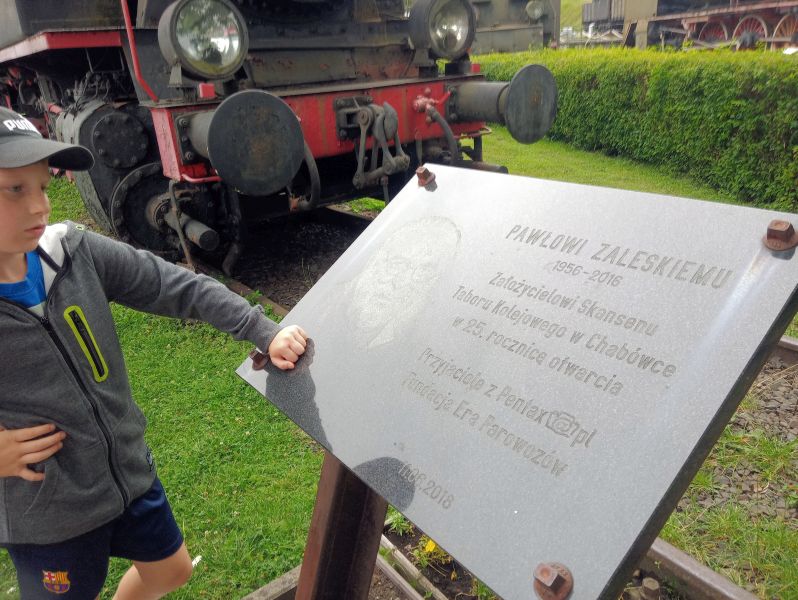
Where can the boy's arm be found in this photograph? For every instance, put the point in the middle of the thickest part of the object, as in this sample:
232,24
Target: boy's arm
143,281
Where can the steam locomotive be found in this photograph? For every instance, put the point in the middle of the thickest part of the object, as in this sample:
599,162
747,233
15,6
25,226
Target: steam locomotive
207,116
516,25
706,22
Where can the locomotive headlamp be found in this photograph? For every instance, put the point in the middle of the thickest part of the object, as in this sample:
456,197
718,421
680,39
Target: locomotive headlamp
446,27
208,38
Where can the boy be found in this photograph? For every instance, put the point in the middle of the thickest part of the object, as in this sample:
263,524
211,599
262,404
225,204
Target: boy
77,481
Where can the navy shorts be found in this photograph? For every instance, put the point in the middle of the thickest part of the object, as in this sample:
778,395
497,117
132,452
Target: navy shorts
77,568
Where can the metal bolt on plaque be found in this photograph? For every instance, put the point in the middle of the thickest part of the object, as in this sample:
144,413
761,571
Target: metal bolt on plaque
553,581
781,236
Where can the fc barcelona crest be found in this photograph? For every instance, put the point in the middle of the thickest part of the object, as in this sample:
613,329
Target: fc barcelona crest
56,582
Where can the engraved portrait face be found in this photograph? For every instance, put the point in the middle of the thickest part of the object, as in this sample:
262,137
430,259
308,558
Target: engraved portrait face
397,280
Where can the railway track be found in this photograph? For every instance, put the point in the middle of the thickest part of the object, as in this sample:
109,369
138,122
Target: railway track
337,228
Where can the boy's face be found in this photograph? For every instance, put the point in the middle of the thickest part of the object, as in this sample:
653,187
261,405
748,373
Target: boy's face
24,208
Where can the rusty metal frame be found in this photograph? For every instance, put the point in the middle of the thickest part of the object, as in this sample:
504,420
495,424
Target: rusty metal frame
344,536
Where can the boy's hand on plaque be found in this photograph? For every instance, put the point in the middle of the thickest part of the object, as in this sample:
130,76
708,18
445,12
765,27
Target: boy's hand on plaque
287,346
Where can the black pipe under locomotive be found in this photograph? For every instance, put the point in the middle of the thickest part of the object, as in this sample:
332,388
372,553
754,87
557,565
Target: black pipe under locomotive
205,116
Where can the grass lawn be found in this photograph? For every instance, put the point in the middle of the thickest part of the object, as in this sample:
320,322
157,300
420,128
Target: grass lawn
241,478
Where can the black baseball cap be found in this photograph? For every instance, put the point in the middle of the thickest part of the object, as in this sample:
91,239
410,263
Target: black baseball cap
21,144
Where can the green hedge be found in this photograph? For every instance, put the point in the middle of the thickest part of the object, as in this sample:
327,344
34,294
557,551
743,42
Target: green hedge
729,119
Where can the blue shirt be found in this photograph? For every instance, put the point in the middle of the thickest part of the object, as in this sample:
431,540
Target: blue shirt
29,292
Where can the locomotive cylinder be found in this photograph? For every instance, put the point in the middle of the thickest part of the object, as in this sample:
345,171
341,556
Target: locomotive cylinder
527,105
199,233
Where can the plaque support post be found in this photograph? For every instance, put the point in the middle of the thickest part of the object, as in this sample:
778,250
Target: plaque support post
344,536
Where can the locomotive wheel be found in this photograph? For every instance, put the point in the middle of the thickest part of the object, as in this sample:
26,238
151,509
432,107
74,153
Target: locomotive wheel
714,31
750,29
128,210
787,28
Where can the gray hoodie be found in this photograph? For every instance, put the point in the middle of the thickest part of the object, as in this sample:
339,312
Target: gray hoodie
67,368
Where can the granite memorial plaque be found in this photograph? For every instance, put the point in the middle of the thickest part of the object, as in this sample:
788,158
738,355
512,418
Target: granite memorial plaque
533,371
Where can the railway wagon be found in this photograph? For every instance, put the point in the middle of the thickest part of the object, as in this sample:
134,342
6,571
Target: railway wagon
208,116
742,23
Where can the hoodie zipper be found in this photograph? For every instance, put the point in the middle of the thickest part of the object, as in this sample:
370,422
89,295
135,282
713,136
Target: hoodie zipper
76,320
48,327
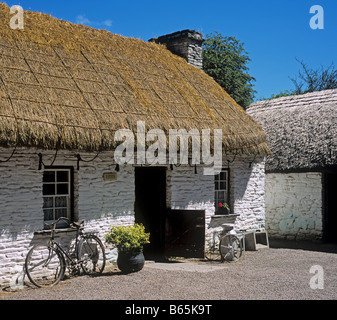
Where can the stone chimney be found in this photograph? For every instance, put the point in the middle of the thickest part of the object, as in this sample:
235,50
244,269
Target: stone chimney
186,44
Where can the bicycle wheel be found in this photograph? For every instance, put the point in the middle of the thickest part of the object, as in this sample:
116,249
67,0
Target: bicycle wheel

*What to produce*
Begin with the line containing "Where can the plaque" and end with the final line of the data, printing those lines exactly and only; pictures are left out.

*Answer to the problem*
Where can the plaque support post be found in this photograph? For every instance, put the point in the middle of the thickest part of the object, as in this sample:
778,250
Target: plaque support post
344,536
Where can the locomotive wheel be found in this photograph? For every instance, put the point in the middle of the thickest part of the object, as in this sample:
26,238
151,509
432,107
74,153
Target: locomotive wheel
714,31
750,29
128,210
787,28
Where can the gray hoodie be found in this photograph? For every instance, put the point in the middle of the thickest part of the object, as in this sample:
339,312
Target: gray hoodie
67,368
Where can the granite memorial plaque be found in this photograph? For every instance, put the point in the middle of the thickest part of the object, as in this sample:
788,158
738,355
512,418
Target: granite memorial plaque
533,371
Where can the railway wagon be found in this photograph? For every instance, put the point in the middle of the thickest part of the object, as in this sample:
134,342
6,571
Target: railway wagon
208,116
742,23
Where can the hoodie zipper be found in this photograph? For every instance, put the point in the middle of the thickest part of the object, as in this sample:
370,422
89,295
135,282
713,136
Target: hoodie zipper
76,320
48,327
Where can the stone chimney be found in this photograph? For every instance, put the point in the middle of the thickest part of the object, as in this sample:
235,50
244,269
Target: stone chimney
186,44
Where can the bicycle wheel be found in this photograph? For every instance, put the point in the middle of the thickest part of the object, as in this sample:
116,249
67,0
Target: bicycle wheel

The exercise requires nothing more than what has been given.